ASSIGNED TASK: Read the lines below. Copy out any that hold the string "joint".

(Stored data)
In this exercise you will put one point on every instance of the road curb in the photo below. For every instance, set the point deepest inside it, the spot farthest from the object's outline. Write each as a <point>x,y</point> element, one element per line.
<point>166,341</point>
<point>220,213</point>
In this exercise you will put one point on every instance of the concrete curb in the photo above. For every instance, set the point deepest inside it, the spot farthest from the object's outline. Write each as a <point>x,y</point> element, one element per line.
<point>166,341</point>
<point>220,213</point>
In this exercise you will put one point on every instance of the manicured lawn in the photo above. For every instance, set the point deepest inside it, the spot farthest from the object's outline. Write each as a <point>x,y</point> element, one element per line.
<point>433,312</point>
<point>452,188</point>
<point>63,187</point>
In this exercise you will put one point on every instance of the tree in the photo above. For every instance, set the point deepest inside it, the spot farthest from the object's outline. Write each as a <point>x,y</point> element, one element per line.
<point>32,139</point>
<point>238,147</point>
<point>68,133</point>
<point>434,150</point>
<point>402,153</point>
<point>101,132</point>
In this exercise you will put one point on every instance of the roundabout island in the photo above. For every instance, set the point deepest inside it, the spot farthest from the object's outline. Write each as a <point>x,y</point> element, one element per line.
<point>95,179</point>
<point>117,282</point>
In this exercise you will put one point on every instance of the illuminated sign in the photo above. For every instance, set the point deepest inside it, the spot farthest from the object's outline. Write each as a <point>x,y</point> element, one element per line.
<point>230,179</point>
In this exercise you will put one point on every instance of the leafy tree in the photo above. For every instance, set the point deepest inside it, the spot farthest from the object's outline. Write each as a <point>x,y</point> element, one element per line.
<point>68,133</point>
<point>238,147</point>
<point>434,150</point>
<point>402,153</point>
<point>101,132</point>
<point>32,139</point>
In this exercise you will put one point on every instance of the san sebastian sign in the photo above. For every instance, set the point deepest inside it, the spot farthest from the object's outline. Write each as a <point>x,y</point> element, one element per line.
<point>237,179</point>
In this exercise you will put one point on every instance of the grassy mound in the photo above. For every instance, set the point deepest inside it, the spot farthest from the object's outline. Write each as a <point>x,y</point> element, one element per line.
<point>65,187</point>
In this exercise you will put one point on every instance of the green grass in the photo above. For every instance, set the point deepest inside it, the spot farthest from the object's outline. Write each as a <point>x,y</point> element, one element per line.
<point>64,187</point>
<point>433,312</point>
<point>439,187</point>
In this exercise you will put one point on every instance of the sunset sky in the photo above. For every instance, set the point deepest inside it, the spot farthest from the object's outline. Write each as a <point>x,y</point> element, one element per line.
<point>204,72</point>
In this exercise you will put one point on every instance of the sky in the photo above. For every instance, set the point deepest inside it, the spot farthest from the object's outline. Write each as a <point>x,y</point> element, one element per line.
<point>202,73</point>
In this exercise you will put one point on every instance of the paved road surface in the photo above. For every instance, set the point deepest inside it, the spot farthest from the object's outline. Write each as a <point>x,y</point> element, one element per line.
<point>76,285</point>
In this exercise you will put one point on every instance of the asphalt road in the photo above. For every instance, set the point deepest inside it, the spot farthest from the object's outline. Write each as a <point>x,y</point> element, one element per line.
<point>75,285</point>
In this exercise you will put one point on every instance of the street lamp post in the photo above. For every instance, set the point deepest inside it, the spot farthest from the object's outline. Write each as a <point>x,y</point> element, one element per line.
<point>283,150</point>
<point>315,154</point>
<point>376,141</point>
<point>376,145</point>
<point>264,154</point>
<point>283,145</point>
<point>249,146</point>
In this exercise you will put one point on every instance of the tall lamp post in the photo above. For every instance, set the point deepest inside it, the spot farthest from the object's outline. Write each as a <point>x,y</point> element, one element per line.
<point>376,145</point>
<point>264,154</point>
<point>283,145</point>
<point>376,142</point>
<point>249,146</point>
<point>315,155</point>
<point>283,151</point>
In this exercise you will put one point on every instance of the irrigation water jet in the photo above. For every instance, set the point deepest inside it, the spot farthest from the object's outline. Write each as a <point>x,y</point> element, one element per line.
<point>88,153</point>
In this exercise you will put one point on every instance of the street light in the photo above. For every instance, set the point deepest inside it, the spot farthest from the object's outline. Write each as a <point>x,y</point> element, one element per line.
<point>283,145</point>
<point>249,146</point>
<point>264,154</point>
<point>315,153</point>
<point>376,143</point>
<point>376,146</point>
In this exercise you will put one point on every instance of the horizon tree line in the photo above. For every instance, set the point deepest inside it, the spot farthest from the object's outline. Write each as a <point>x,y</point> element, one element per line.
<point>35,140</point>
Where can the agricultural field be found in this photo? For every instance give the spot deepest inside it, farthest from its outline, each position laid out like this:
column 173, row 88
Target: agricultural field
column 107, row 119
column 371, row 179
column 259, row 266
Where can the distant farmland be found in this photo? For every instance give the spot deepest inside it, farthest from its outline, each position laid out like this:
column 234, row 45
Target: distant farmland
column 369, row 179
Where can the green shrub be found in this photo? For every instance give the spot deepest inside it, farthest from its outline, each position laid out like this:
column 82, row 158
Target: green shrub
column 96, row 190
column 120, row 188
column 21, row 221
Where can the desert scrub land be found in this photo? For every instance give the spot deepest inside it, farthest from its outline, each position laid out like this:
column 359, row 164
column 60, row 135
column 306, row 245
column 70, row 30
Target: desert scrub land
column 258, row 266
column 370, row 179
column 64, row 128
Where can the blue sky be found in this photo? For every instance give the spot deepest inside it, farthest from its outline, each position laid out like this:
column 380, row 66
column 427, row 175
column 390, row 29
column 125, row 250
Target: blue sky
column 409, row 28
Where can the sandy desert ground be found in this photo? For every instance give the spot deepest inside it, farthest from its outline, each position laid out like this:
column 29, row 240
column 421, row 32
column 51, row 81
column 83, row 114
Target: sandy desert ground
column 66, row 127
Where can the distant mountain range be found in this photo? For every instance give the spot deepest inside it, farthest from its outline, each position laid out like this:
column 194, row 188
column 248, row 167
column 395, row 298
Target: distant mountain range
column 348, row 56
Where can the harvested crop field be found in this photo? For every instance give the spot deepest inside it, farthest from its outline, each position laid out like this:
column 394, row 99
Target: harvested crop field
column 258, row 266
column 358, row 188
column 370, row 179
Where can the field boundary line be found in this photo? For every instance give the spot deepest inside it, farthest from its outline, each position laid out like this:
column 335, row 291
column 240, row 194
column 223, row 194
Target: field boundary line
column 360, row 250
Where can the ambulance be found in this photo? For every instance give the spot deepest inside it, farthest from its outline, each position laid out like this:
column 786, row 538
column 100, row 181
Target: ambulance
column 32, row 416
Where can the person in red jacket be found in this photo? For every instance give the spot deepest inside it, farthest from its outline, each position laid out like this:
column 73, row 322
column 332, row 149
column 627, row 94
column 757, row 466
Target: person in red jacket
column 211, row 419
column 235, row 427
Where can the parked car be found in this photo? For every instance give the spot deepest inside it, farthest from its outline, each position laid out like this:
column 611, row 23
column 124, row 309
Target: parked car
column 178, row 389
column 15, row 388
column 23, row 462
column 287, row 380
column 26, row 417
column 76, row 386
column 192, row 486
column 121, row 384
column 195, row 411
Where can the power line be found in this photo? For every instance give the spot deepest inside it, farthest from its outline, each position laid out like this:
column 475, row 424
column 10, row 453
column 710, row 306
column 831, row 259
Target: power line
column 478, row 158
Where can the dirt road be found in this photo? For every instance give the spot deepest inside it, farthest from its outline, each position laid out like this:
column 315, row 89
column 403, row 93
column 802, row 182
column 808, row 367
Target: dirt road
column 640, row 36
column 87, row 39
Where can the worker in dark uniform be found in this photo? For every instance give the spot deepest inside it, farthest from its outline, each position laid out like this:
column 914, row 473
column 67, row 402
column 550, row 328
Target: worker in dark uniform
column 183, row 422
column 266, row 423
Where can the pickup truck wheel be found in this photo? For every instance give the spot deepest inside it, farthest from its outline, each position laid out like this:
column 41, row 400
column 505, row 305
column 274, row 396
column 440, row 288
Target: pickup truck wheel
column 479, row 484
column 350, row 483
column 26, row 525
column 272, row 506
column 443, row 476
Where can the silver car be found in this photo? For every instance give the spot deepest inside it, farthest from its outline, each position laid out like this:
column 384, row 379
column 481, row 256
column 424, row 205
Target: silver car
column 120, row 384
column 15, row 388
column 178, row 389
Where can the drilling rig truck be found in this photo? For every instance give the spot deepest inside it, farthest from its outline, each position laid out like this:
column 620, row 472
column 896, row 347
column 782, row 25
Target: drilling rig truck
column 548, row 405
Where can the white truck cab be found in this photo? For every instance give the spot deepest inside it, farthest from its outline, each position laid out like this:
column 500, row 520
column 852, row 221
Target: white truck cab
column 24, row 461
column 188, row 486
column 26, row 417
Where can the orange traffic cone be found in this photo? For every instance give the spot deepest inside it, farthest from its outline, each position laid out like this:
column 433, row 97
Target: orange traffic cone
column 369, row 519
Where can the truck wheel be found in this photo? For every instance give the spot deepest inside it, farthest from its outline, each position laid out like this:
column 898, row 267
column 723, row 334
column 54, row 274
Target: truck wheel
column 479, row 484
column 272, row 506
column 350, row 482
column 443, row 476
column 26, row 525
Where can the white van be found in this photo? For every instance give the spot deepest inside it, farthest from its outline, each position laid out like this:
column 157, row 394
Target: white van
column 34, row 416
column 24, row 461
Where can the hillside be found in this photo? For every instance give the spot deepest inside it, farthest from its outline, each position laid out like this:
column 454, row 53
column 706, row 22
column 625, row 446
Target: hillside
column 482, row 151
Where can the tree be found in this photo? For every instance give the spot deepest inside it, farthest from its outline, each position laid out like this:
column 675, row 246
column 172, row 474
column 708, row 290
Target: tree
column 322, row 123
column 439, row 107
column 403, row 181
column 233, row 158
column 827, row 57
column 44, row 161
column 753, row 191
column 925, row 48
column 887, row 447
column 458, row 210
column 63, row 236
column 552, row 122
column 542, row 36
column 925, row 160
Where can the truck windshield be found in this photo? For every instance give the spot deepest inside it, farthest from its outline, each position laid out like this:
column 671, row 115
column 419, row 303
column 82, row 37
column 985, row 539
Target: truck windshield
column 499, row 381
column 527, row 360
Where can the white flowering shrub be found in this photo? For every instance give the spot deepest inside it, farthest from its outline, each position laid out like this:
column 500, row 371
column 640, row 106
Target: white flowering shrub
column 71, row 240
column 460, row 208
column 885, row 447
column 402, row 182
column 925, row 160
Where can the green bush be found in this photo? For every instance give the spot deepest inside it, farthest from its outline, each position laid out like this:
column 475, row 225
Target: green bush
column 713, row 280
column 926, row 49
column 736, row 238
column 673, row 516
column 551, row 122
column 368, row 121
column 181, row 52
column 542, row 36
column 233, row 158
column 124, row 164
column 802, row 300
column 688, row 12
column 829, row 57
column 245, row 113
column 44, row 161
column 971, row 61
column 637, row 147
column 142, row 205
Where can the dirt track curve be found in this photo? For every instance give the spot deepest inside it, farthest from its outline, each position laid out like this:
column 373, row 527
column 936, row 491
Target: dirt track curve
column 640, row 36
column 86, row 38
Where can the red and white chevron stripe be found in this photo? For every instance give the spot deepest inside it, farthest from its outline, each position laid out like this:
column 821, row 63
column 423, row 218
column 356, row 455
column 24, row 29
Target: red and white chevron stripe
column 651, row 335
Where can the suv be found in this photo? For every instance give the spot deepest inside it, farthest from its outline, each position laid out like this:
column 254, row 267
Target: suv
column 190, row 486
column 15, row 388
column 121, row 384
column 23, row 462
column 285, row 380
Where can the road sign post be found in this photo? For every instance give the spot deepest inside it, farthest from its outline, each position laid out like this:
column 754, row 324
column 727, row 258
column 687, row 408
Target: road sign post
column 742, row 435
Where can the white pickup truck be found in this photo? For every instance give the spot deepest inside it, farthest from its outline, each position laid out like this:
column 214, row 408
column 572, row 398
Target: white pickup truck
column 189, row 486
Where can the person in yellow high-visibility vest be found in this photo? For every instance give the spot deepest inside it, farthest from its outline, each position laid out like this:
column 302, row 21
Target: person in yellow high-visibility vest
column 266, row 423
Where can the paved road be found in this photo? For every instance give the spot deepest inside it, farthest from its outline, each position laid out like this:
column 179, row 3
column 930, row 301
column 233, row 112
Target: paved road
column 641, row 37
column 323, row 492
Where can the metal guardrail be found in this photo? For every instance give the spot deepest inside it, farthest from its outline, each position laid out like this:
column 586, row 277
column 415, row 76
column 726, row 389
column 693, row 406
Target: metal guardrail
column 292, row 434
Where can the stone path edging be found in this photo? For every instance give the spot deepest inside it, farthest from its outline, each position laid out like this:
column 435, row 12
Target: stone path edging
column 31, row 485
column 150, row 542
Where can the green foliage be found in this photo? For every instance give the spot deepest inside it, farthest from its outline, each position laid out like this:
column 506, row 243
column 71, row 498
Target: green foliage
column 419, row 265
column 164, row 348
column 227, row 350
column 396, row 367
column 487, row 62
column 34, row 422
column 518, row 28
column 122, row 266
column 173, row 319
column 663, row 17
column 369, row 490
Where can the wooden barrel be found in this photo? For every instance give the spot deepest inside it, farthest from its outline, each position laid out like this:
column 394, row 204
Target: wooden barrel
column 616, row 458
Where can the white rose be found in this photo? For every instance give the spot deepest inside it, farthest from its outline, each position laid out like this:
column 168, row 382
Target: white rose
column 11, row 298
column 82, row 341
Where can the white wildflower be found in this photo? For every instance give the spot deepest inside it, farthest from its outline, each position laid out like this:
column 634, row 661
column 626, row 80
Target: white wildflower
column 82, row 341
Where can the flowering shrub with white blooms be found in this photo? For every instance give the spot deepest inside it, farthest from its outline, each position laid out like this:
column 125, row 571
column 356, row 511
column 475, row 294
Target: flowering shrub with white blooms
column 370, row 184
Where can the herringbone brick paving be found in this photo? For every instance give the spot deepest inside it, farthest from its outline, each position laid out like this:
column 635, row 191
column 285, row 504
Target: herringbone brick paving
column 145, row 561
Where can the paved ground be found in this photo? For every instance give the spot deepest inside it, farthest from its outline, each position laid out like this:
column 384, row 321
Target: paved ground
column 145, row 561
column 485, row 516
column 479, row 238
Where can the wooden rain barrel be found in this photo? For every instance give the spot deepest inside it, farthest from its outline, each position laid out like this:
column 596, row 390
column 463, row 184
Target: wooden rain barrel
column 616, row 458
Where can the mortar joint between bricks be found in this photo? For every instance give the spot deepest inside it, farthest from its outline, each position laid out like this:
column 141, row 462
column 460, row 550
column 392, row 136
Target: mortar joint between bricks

SOLVED EXERCISE:
Where can the mortar joint between bricks be found in this photo? For every instance give the spot deepest inside it, farthest from its outline, each position laid out like this:
Target: mortar joint between bricks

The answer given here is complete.